### WORK TASK
Nothing but the lines from the one containing "Find the horse's nostril" through the last line of the data below should be returned, each copied exactly.

(Data extracted from a collection)
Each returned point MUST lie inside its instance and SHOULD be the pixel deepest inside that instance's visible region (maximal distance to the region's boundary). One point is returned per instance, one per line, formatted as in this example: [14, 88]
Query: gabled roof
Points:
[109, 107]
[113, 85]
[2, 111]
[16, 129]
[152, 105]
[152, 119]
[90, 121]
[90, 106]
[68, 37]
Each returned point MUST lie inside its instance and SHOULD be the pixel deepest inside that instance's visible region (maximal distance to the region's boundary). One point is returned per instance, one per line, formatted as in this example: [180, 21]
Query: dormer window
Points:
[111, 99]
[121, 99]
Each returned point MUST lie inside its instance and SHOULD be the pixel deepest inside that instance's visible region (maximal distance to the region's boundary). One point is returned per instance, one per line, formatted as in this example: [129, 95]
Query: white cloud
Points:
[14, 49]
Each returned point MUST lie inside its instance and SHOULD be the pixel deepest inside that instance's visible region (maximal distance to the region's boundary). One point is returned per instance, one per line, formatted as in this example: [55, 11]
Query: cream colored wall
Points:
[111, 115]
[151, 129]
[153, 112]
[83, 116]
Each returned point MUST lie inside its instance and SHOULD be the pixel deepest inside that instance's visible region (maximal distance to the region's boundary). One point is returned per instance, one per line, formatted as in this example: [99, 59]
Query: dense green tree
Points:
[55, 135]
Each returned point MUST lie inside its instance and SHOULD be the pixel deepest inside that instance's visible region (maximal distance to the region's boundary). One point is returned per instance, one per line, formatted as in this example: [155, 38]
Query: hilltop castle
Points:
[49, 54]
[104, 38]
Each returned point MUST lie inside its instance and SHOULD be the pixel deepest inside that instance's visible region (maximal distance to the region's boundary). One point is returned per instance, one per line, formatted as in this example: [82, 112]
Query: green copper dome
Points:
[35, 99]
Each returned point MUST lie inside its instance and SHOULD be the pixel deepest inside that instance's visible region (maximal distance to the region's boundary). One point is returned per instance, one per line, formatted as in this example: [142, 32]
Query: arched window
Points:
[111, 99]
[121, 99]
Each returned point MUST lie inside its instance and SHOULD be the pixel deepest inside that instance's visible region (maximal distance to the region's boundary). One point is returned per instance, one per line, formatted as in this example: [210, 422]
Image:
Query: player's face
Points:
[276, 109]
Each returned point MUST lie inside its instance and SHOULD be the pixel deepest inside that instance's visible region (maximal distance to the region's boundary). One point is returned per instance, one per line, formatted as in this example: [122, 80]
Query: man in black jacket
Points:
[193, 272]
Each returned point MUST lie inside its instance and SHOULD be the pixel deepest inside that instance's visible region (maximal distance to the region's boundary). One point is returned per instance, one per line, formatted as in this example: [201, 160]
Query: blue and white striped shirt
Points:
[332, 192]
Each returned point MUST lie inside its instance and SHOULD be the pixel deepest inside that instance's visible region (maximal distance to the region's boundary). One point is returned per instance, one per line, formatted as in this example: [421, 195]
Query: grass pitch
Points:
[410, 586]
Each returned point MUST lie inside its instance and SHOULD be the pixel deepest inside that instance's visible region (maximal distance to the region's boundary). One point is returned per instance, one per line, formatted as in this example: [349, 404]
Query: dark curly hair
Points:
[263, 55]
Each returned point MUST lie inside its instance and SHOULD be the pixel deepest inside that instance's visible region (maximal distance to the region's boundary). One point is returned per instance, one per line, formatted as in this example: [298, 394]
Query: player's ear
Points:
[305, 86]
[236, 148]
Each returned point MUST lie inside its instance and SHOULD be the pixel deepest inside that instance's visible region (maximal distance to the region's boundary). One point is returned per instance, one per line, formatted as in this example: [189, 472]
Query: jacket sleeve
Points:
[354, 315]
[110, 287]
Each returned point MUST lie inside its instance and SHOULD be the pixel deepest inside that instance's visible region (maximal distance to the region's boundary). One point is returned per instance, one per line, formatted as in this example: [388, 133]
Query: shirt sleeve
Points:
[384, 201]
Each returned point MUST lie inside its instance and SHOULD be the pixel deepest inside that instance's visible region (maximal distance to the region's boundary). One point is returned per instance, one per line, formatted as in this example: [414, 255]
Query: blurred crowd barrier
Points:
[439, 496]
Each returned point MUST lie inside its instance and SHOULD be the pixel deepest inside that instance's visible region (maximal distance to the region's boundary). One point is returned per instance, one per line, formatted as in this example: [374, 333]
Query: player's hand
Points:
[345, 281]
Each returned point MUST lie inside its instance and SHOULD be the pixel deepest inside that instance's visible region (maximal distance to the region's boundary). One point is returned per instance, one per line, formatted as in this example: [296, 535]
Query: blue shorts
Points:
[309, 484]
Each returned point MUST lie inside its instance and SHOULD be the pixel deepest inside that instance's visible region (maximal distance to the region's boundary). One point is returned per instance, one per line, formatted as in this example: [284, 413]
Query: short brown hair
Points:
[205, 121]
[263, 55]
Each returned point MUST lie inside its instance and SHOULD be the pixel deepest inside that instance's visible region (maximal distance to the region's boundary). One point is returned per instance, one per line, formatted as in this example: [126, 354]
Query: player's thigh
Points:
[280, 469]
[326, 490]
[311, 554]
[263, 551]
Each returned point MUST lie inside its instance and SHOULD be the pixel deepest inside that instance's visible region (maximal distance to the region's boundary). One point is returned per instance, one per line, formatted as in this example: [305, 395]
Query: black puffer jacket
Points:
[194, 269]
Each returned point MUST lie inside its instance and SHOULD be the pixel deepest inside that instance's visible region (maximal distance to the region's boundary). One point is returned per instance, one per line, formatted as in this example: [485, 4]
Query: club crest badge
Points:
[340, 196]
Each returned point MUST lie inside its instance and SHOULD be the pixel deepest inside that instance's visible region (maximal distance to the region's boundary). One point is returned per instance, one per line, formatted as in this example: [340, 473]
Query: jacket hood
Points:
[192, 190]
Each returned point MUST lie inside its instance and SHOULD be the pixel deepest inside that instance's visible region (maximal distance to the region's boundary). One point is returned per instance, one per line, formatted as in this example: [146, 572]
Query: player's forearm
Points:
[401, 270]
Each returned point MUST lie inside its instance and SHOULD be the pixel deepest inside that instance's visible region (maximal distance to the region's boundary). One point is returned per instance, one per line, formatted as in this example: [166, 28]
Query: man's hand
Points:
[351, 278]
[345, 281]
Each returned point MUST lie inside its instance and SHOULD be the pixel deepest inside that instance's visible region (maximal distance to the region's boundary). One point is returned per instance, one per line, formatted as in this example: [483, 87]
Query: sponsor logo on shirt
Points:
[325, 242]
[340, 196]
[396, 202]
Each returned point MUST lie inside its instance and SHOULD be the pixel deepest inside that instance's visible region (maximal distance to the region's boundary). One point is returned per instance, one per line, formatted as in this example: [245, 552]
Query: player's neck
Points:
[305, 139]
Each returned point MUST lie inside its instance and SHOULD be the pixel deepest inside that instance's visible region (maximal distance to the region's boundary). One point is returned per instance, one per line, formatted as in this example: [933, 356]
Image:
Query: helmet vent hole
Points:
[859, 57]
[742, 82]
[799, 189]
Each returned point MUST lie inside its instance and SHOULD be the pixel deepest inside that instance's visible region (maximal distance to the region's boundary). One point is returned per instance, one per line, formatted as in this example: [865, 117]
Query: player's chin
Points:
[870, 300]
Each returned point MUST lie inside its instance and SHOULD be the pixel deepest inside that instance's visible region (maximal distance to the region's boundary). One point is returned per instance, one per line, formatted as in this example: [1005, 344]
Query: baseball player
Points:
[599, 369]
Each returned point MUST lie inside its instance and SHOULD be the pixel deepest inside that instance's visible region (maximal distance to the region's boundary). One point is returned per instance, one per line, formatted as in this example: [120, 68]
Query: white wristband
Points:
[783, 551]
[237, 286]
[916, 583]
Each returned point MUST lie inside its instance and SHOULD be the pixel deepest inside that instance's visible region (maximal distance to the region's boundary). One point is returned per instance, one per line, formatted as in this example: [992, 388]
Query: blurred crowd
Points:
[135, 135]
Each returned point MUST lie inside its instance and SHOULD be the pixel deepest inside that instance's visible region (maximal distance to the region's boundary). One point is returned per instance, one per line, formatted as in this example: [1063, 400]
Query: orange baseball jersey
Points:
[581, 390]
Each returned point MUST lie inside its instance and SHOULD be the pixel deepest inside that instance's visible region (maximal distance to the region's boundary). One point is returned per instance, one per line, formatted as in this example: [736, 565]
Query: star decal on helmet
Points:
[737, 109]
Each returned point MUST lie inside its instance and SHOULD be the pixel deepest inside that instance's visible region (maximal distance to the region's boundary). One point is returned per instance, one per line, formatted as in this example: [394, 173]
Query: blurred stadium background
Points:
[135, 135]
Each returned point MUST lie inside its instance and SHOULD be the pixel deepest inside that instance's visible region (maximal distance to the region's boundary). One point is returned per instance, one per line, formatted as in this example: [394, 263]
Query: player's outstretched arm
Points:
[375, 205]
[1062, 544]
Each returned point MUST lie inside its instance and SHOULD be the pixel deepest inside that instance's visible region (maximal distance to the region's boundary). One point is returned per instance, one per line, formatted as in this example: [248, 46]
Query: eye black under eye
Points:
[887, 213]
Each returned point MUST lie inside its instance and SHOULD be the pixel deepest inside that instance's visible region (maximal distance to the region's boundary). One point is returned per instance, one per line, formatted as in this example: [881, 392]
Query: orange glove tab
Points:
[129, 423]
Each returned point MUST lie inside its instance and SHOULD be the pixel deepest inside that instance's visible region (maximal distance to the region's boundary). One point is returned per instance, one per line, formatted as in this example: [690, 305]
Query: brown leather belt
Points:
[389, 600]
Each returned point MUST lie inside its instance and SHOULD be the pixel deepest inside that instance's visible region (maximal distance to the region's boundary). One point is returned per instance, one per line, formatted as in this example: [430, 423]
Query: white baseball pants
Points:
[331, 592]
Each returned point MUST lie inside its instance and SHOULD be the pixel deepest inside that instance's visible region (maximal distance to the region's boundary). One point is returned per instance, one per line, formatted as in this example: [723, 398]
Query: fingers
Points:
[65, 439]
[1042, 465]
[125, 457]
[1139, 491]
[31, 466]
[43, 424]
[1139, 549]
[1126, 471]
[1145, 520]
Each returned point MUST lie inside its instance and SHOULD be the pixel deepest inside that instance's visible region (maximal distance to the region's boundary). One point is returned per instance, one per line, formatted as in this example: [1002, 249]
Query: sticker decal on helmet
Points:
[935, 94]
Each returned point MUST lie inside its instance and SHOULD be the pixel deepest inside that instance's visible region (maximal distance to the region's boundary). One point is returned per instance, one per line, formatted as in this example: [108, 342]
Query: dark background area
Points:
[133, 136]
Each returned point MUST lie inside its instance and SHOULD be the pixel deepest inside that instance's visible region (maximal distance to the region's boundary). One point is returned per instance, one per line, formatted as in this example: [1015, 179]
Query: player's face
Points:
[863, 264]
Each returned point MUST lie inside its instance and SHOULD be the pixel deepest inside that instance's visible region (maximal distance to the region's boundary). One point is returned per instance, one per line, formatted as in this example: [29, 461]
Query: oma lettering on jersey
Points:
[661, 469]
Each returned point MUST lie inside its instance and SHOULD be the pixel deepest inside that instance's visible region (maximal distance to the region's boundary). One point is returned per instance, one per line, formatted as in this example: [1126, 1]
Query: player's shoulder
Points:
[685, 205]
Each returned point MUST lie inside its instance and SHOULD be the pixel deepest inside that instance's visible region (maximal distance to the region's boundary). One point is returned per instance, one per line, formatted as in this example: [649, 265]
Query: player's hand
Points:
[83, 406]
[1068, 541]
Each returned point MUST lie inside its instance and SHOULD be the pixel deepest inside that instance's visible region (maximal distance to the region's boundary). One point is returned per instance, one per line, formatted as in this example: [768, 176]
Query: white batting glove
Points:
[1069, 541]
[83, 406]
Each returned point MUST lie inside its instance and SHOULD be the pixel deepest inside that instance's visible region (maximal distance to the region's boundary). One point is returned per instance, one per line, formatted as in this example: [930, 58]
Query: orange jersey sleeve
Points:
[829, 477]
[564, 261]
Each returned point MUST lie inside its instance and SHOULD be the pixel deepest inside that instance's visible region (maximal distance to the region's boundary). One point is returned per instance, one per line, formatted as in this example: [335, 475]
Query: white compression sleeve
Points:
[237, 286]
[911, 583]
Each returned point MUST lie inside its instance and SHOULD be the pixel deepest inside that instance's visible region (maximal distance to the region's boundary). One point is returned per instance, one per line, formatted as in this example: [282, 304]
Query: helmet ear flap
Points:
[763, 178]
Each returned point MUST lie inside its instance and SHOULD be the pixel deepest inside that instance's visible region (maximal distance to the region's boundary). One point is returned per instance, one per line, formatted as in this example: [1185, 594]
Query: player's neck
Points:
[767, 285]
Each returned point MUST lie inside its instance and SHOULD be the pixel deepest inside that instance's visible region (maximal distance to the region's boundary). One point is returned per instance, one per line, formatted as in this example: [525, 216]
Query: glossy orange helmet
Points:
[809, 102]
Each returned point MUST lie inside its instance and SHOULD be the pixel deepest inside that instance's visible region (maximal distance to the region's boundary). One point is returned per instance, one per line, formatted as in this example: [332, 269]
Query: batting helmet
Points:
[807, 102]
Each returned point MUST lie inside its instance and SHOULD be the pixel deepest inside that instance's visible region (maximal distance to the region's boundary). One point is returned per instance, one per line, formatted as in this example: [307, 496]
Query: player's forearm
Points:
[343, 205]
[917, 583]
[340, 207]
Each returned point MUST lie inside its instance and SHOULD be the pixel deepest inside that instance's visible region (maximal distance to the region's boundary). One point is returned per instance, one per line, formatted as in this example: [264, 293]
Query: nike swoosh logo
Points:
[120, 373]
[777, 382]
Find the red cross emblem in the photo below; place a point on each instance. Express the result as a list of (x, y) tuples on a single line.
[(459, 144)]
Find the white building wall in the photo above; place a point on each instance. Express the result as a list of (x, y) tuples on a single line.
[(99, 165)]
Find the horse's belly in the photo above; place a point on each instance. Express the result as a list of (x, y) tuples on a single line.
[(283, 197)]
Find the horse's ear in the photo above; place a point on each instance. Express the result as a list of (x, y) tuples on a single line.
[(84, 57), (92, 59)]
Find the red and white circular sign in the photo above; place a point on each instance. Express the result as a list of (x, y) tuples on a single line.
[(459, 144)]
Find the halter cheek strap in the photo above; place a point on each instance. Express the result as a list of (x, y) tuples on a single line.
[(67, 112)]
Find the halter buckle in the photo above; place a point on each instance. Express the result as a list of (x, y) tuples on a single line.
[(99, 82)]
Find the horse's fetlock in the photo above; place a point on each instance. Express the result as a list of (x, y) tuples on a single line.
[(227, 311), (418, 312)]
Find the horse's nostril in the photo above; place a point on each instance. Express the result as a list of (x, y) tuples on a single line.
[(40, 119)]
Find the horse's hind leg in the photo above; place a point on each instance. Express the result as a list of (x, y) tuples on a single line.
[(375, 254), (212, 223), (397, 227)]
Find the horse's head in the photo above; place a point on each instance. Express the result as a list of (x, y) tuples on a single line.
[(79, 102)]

### SOLUTION
Find the horse's nostril in the photo above; place a point on each instance. Express the result as a list of (x, y) tuples on a single line.
[(40, 119)]
Find the horse's hind leg in the photo above; place a point on each instance. Express the result as a list of (x, y) tuples on a single line.
[(375, 254), (212, 223), (397, 227)]
Find the horse's head in the photo above; place a point on each instance. Express the result as a list of (x, y) tuples on a single line.
[(79, 102)]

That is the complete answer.